[START]

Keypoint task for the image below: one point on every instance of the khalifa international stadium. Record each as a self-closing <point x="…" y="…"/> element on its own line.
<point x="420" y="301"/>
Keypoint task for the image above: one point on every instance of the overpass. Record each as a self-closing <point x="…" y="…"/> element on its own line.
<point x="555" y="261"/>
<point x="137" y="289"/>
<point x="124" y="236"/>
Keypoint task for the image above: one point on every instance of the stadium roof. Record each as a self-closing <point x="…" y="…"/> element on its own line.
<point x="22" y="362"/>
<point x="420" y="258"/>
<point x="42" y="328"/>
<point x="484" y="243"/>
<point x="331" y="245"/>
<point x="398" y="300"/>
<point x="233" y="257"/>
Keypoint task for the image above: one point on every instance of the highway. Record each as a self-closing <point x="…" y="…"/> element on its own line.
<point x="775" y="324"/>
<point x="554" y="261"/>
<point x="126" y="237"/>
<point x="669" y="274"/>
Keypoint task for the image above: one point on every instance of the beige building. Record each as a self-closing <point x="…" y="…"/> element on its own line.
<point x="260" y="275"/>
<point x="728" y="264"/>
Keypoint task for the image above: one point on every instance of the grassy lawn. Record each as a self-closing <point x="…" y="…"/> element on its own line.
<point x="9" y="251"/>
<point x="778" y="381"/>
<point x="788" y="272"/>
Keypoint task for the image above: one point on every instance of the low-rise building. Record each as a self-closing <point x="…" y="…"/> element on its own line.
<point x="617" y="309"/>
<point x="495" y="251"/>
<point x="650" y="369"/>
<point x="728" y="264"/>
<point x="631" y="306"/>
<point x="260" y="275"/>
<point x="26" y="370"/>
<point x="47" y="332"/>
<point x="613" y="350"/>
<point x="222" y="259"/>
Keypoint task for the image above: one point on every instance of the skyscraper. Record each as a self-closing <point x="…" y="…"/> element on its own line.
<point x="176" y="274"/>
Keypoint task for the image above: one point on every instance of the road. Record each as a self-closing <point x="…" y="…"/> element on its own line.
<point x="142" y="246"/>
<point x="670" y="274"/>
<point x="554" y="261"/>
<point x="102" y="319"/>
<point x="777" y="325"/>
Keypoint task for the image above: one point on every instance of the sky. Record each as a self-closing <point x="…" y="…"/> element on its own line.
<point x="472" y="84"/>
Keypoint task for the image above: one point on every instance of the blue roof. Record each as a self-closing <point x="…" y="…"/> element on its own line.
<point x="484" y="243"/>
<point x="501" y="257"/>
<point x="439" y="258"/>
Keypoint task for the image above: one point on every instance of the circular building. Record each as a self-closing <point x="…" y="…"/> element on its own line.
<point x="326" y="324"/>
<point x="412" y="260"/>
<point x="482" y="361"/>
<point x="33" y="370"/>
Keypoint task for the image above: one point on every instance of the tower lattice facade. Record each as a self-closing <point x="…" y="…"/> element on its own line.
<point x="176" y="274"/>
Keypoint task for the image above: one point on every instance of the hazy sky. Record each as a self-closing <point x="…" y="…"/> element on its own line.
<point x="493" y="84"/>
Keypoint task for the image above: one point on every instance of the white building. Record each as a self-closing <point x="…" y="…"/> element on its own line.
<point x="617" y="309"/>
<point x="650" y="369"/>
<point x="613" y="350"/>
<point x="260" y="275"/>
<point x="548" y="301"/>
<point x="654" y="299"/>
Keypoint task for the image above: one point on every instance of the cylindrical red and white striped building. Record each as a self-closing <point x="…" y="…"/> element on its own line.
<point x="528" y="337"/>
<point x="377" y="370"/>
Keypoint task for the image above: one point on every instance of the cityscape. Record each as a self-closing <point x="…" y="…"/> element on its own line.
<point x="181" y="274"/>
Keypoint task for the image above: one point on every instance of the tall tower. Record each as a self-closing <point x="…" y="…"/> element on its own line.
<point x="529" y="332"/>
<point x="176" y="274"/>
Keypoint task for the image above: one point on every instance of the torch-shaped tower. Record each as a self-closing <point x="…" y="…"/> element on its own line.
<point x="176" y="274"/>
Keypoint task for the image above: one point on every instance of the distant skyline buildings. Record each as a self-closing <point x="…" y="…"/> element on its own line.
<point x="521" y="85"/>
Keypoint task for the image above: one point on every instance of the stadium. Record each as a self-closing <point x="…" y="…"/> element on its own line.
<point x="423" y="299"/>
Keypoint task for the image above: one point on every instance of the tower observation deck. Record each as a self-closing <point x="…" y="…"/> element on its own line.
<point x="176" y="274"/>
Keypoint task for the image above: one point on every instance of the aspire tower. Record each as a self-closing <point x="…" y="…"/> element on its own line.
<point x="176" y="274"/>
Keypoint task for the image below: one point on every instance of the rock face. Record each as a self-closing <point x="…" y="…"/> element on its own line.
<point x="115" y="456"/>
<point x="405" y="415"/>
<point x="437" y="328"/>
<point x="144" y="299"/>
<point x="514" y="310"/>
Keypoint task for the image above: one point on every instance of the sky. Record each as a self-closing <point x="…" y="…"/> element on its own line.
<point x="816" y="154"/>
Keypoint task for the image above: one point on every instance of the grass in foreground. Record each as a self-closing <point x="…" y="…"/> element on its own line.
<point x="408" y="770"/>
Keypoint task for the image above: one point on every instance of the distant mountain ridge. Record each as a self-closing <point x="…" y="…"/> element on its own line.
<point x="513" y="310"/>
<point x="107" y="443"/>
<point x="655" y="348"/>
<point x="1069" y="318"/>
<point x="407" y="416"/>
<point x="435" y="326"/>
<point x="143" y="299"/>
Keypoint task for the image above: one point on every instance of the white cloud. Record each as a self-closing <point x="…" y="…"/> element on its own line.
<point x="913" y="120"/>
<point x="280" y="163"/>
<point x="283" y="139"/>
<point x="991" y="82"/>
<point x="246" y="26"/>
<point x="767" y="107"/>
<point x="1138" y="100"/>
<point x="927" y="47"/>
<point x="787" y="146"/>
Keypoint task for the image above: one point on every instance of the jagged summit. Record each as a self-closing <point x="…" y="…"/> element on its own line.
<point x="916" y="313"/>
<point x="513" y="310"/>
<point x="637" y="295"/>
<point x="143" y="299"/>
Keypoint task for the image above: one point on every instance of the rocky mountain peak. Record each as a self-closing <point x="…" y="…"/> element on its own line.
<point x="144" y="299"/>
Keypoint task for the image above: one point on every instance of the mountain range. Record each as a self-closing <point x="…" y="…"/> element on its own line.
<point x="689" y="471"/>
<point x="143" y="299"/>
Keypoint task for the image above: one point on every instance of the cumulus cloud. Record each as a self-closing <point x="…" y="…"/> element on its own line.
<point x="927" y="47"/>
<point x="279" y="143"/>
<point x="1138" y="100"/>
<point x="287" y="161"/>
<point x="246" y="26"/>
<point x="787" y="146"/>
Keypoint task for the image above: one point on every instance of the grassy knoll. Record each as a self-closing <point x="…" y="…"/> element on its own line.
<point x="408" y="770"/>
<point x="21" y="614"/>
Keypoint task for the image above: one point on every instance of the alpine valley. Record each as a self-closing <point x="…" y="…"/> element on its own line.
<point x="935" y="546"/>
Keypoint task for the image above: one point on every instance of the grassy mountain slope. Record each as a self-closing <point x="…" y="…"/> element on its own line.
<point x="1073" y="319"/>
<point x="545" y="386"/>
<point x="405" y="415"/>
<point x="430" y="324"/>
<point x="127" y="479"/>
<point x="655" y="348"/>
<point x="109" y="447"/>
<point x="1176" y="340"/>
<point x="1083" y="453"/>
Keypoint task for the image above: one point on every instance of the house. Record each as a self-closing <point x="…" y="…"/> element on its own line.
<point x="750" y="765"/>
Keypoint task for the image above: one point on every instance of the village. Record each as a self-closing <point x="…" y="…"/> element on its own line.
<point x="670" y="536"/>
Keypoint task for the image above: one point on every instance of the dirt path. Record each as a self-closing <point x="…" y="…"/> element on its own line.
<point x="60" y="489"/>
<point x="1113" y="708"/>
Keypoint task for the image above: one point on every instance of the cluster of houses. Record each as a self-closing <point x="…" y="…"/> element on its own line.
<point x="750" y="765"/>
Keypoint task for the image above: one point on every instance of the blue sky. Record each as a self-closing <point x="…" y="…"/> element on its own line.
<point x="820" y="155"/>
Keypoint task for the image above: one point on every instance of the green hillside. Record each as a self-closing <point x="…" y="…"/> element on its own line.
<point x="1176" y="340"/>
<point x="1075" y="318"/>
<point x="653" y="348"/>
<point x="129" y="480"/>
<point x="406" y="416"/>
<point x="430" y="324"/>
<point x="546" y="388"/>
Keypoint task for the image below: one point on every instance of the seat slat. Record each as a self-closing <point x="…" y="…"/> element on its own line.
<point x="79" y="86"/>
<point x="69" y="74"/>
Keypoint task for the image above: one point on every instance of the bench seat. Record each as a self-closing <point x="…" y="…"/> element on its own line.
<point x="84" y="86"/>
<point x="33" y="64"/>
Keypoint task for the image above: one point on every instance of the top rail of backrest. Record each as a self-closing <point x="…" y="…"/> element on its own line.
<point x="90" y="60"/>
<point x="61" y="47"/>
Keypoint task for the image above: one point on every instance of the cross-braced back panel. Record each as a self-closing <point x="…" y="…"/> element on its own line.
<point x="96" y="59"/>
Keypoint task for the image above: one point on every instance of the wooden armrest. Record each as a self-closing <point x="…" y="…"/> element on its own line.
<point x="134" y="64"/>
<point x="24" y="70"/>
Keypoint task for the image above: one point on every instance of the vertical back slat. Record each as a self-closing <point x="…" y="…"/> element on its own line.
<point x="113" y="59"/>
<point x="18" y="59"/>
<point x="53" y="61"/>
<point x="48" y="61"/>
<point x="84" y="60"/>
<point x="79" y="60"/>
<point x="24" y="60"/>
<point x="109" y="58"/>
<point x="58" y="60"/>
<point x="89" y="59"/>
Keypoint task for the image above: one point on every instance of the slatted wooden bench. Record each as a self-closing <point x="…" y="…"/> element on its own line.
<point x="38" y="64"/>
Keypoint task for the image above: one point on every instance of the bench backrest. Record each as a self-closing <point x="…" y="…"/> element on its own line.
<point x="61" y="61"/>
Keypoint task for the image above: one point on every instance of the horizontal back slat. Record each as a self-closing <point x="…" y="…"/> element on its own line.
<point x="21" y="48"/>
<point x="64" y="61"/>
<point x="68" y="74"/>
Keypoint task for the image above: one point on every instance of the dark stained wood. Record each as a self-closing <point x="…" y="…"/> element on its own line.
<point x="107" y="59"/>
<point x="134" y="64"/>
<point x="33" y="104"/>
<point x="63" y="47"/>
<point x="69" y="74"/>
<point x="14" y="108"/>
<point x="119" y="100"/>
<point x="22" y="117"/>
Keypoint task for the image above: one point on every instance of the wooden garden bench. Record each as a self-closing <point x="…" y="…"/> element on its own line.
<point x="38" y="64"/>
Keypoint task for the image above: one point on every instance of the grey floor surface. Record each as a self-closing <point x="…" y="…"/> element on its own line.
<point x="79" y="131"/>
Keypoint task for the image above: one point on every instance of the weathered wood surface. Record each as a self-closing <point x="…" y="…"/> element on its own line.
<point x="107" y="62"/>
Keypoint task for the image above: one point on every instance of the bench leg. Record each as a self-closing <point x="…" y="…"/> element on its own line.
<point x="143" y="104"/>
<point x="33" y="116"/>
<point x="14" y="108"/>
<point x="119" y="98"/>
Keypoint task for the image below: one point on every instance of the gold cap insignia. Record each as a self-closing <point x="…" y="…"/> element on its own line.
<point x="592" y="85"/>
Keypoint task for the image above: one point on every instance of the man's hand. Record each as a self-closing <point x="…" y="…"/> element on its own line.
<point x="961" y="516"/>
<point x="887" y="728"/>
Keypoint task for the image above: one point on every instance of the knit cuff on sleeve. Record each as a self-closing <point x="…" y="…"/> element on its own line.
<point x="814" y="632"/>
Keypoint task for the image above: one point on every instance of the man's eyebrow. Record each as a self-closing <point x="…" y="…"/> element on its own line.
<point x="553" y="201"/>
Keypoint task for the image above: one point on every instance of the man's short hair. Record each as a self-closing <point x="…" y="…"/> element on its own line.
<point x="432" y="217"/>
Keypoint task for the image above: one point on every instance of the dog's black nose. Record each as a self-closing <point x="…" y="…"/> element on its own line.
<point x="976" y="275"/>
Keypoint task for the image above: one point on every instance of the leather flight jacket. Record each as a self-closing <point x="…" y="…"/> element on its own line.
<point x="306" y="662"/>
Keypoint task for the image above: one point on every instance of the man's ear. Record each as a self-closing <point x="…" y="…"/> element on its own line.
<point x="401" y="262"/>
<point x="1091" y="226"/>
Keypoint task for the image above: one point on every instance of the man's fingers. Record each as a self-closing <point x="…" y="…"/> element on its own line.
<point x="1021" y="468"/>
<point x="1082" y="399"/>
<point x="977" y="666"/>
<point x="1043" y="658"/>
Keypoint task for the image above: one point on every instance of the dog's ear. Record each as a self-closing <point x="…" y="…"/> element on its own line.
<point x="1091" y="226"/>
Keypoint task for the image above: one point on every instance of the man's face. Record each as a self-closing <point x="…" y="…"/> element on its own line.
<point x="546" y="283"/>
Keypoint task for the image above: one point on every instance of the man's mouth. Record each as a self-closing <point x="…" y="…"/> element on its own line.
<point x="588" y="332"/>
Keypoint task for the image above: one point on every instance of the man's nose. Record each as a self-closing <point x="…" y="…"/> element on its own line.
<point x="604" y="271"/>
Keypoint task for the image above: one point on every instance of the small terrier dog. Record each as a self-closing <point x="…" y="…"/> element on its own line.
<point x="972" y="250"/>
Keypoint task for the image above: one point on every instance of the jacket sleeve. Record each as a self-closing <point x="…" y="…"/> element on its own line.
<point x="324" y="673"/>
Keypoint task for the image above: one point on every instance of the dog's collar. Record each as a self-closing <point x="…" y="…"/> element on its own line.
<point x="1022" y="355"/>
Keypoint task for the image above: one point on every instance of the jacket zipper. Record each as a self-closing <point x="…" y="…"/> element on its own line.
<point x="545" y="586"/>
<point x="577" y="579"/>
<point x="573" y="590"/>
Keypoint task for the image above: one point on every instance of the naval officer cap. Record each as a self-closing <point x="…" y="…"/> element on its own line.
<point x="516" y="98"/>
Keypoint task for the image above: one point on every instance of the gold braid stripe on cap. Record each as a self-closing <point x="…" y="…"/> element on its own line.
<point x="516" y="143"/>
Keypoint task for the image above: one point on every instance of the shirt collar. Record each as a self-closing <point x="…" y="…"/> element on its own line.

[END]

:: INSTRUCTIONS TO FOLLOW ::
Transcribe, word for word, every line from the one containing "the man's nose." through the final line of the entries, and nothing else.

:: RESPONSE ::
Keypoint task for the image above: one point on every instance of the man's nose. Record each as a self-closing <point x="…" y="…"/> element on its own line.
<point x="604" y="271"/>
Keypoint task for the image above: one point on every instance of the small terrier dog. Record each as a self-closing <point x="…" y="…"/> element on its own line.
<point x="972" y="250"/>
Keypoint task for the image above: one point on every instance of the jacket sleeve. Record each as a self-closing <point x="…" y="…"/> element on its own line.
<point x="324" y="673"/>
Keypoint task for the image above: one point on every instance of the dog's collar. Record each as a self-closing <point x="…" y="…"/> element on its own line.
<point x="1022" y="355"/>
Keypoint task for the image above: one point on every instance of the jacket zipper. Record each as a self-closing <point x="…" y="…"/> element on its own line.
<point x="545" y="586"/>
<point x="577" y="579"/>
<point x="573" y="590"/>
Keypoint task for the image above: one point on every instance of the naval officer cap. Record each as a self-closing <point x="…" y="…"/> element on its own line.
<point x="516" y="98"/>
Keypoint task for the image above: one point on every instance of the gold braid stripe on cap. Record each as a self-closing <point x="…" y="…"/> element on its own line.
<point x="516" y="143"/>
Keypoint task for the image above: one point on every instance of the shirt collar. Record each as a self-closing <point x="…" y="…"/> element on its own line.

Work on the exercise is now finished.